» Goal of the exercise: Verbatim output of all the material below is required.

» Input records:
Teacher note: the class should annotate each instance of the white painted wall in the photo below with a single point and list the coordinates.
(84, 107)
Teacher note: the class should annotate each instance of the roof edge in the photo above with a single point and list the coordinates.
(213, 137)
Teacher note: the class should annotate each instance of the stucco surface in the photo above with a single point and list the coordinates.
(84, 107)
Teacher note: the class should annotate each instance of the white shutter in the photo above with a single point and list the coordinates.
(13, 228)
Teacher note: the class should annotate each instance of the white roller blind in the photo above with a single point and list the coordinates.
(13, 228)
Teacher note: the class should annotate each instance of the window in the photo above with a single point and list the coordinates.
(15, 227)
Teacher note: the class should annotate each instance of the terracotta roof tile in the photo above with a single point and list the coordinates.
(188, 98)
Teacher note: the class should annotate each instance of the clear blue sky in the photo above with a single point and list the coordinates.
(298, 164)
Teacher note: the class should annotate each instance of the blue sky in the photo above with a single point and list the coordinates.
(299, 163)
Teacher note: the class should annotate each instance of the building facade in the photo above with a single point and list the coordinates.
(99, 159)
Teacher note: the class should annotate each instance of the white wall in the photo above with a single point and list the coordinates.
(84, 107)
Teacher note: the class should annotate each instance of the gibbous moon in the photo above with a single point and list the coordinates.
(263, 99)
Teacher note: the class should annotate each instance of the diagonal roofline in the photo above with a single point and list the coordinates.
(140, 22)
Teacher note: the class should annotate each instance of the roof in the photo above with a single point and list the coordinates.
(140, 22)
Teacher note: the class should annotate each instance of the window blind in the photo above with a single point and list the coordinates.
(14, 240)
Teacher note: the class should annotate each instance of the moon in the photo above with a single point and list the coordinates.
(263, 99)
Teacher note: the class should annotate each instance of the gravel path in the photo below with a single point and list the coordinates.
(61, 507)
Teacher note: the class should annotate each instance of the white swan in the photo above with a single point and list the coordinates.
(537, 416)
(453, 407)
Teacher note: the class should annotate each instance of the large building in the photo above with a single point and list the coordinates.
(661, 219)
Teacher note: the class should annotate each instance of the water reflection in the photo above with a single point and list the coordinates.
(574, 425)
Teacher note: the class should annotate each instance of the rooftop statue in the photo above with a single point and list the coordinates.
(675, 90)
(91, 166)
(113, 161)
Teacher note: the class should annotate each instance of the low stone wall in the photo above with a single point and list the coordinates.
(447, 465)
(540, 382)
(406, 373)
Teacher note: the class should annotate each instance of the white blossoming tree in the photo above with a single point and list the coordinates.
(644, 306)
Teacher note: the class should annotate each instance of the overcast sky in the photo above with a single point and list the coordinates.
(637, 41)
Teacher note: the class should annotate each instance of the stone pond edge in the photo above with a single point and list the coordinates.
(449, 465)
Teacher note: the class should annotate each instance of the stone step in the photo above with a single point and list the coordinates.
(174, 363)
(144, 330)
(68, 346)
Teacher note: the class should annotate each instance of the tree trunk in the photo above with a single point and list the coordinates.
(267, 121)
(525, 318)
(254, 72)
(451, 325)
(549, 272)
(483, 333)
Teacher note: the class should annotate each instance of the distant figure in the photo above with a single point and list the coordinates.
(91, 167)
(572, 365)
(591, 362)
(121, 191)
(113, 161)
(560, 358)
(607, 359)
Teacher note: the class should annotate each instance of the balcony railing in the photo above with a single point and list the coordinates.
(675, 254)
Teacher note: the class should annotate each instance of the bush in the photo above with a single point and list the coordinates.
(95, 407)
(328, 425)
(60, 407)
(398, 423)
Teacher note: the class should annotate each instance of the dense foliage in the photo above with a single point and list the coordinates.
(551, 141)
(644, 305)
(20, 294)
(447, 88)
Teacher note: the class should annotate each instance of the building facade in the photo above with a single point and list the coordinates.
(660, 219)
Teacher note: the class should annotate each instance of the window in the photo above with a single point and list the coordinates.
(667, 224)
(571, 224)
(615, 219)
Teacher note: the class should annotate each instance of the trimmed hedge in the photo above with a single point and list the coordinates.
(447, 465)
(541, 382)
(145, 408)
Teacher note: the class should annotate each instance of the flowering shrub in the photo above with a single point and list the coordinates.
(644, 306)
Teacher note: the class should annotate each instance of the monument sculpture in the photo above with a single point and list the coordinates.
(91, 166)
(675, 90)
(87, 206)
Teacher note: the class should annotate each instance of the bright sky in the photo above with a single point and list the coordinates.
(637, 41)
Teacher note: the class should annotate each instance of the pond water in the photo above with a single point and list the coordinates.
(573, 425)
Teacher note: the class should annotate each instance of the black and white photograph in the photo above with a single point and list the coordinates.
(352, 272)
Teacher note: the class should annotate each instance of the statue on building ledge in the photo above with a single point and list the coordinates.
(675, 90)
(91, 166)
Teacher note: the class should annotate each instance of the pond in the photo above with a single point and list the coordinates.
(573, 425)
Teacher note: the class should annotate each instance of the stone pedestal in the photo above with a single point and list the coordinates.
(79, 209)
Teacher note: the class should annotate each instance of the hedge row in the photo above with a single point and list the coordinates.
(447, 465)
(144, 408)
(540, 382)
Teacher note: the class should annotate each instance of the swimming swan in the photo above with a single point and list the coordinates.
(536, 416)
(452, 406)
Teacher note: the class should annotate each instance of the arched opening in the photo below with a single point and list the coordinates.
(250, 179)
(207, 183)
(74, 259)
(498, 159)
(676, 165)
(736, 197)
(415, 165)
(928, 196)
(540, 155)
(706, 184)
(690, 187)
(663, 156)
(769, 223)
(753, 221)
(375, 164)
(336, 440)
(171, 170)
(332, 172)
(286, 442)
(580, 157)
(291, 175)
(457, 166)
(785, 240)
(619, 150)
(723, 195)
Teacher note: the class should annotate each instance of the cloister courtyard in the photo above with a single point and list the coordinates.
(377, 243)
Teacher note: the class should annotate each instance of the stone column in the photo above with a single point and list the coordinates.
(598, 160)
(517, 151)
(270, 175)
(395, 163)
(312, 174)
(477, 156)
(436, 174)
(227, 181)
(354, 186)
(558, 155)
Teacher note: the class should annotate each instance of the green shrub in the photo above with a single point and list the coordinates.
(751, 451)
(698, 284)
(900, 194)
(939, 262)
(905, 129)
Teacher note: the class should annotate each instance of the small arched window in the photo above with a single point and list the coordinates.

» Output for this task:
Teacher note: the class should annotate each instance of the white painted wall in the photo below with a single point and list the coordinates.
(84, 107)
Teacher note: the class should annotate each instance of the roof edge in the photo above with a single point and list the coordinates.
(213, 137)
Teacher note: the class should annotate each instance of the stucco surface in the photo above with a single point and list the coordinates.
(84, 107)
Teacher note: the class should annotate each instance of the white shutter in the photo above with a single point and list the coordinates.
(13, 228)
Teacher note: the class should annotate each instance of the white roller blind in the photo above with a single point and list the coordinates.
(13, 228)
Teacher note: the class should annotate each instance of the window in the photo above with a single point and list the coordinates.
(15, 227)
Teacher note: the class should annotate each instance of the terracotta roof tile in the photo above with a single point and list the coordinates.
(188, 98)
Teacher note: the class should annotate each instance of the clear blue sky in the photo above with a single point and list the coordinates.
(298, 164)
Teacher note: the class should annotate each instance of the blue sky in the photo above with a single point and list the coordinates.
(299, 163)
Teacher note: the class should annotate each instance of the building facade in the photo above with a single point and list the coordinates.
(99, 159)
Teacher note: the class should annotate each instance of the white wall in the photo above with a single point and list the coordinates.
(84, 107)
Teacher note: the class should annotate each instance of the gibbous moon in the photo above with a single point and list the coordinates.
(263, 99)
Teacher note: the class should annotate each instance of the diagonal roofline in the photo above with a single point and list the coordinates.
(140, 22)
Teacher note: the class should annotate each instance of the roof in the photo above with a single point and list the coordinates.
(140, 22)
Teacher note: the class should annotate each instance of the window blind in the photo above with a single point and list the coordinates.
(14, 240)
Teacher note: the class should annotate each instance of the moon in the photo above with a single point and list the coordinates.
(263, 99)
Teacher note: the class should annotate each instance of the gravel path in the photo below with a single point and list the coordinates.
(61, 507)
Teacher note: the class should annotate each instance of the white swan in the photo above with a single point and list the coordinates.
(537, 416)
(453, 407)
Teacher note: the class should annotate each instance of the large building in the photo above with a single point and list the coordinates.
(661, 219)
Teacher note: the class should annotate each instance of the water reflection in the photo above with a single point and list the coordinates.
(574, 425)
Teacher note: the class should annotate each instance of the rooftop statue in the photo above with a single point and list the coordinates.
(675, 90)
(91, 166)
(113, 161)
Teacher note: the class should annotate each instance of the low stone wall in the photo above with a single point and list the coordinates.
(447, 465)
(540, 382)
(406, 373)
Teacher note: the class should annotate each instance of the white blossoming tree in the photo above with a single point and list the coordinates.
(644, 306)
Teacher note: the class should annotate each instance of the overcast sky in the photo above with a single point and list the coordinates.
(637, 41)
Teacher note: the class should annotate each instance of the stone pond edge in the photo above with a single point and list the coordinates.
(449, 465)
Teacher note: the class should annotate each instance of the stone step in the photo above with a single point and list the coordinates.
(174, 363)
(144, 330)
(68, 346)
Teacher note: the class should annotate each instance of the tree trunk in the photo above with a single point and list the coordinates.
(267, 121)
(525, 318)
(254, 72)
(451, 325)
(549, 272)
(483, 333)
Teacher note: the class should annotate each instance of the distant figure in the photo above with a single point and list the coordinates.
(91, 167)
(572, 365)
(591, 362)
(121, 191)
(113, 161)
(560, 358)
(607, 359)
Teacher note: the class should annotate each instance of the balcony railing in the photo above with a single point and list the coordinates.
(675, 254)
Teacher note: the class should annotate each instance of the bush in the photo above with a single point and list the coordinates.
(95, 407)
(328, 425)
(60, 407)
(398, 423)
Teacher note: the class should annotate each instance of the dense foliage in the photo above with a single point and list the coordinates.
(551, 141)
(644, 305)
(20, 294)
(447, 88)
Teacher note: the class should annotate each instance of the building facade in the photo above with a single point and list the coordinates.
(660, 219)
Teacher note: the class should annotate each instance of the window in the photo above with a single point and list the coordinates.
(667, 224)
(571, 224)
(615, 219)
Teacher note: the class should annotate each instance of the trimmed hedge in the photo above with a single point and list the coordinates.
(447, 465)
(541, 382)
(145, 408)
Teacher note: the class should annotate each instance of the flowering shrub in the photo above with a single point and list the coordinates.
(644, 306)
Teacher note: the class should annotate each instance of the monument sculpture in the photo above with a single point and list the coordinates.
(91, 166)
(675, 90)
(87, 206)
Teacher note: the class should annotate each instance of the bright sky in the photo above with a single point and list the coordinates.
(637, 41)
Teacher note: the class should annotate each instance of the pond water in the photo above with a single point and list the coordinates.
(573, 425)
Teacher note: the class should annotate each instance of the black and white photograph in the photo above with a single point and list the coordinates.
(352, 272)
Teacher note: the class should annotate each instance of the statue on building ledge in the photo above with a single point and list the coordinates.
(675, 90)
(91, 166)
Teacher note: the class should annotate each instance of the pond in the photo above with a single point and list the coordinates.
(573, 425)
Teacher note: the class should annotate each instance of the stone pedestal in the photo above with a single point and list the coordinates.
(79, 209)
Teacher note: the class should annotate each instance of the hedge row in the photo above with a single point and list the coordinates.
(447, 465)
(144, 408)
(540, 382)
Teacher note: the class should annotate each instance of the swimming swan in the photo above with a single point and list the coordinates.
(536, 416)
(452, 406)
Teacher note: the class should annotate each instance of the arched opening in the photo below with a single point and list the coordinates.
(250, 179)
(207, 183)
(74, 259)
(498, 159)
(676, 165)
(736, 197)
(415, 165)
(928, 196)
(540, 155)
(706, 184)
(690, 187)
(663, 156)
(769, 223)
(753, 221)
(375, 164)
(336, 440)
(171, 170)
(332, 172)
(286, 442)
(580, 157)
(291, 175)
(457, 166)
(785, 240)
(619, 150)
(723, 195)
Teacher note: the class should annotate each instance of the cloister courtyard in the photo above with a single point and list the coordinates.
(377, 243)
Teacher note: the class should annotate each instance of the stone column in the photo above with a single point and list the coordinates.
(598, 160)
(517, 151)
(270, 175)
(395, 163)
(312, 174)
(477, 156)
(436, 174)
(227, 181)
(354, 186)
(558, 155)
Teacher note: the class should annotate each instance of the green shrub in the photo above with a single point and list the coordinates.
(751, 451)
(698, 284)
(900, 194)
(939, 262)
(905, 129)
Teacher note: the class should annotate each instance of the small arched window in the photo above with a single point and list the coordinates.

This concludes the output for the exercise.